--- BEGIN ---

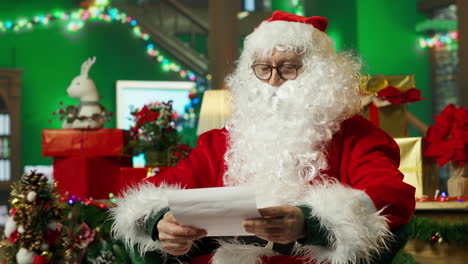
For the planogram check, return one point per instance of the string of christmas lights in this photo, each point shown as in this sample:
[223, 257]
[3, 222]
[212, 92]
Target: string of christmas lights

--- END ---

# Work to be completed
Pull every text line from the data above and reproduce it verbatim, omitting the pictures.

# Solved exercise
For the planogram check, return one point per instance of the string of christmas lights in this photo, each point shown as in this sample:
[223, 257]
[3, 222]
[212, 92]
Target: string of christmas lights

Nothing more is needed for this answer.